- [Given exercise]:
Rewrite the records from the line containing "Reviewer note: every instance of the bird's head" through the end of the records, replacing "keypoint" with "marker" and leaving everything else unchanged.

####

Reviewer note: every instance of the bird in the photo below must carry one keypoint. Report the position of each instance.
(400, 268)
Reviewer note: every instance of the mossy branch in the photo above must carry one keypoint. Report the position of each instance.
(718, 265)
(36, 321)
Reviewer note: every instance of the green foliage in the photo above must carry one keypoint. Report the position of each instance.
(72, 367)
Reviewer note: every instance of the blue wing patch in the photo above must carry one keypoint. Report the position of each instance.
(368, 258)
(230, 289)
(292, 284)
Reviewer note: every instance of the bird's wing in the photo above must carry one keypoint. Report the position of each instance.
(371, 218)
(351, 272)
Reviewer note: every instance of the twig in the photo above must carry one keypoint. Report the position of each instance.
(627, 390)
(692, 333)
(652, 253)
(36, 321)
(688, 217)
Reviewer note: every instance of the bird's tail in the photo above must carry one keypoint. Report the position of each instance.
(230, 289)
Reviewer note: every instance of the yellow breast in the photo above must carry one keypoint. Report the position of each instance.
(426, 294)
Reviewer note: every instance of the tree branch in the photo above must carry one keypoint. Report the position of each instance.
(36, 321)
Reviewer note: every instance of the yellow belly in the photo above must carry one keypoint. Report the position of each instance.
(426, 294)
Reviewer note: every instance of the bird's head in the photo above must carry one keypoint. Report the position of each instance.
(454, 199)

####

- [Completed task]:
Reviewer note: every instance of the bird's head in the photo above must carry one marker. Report the position of each instance.
(454, 199)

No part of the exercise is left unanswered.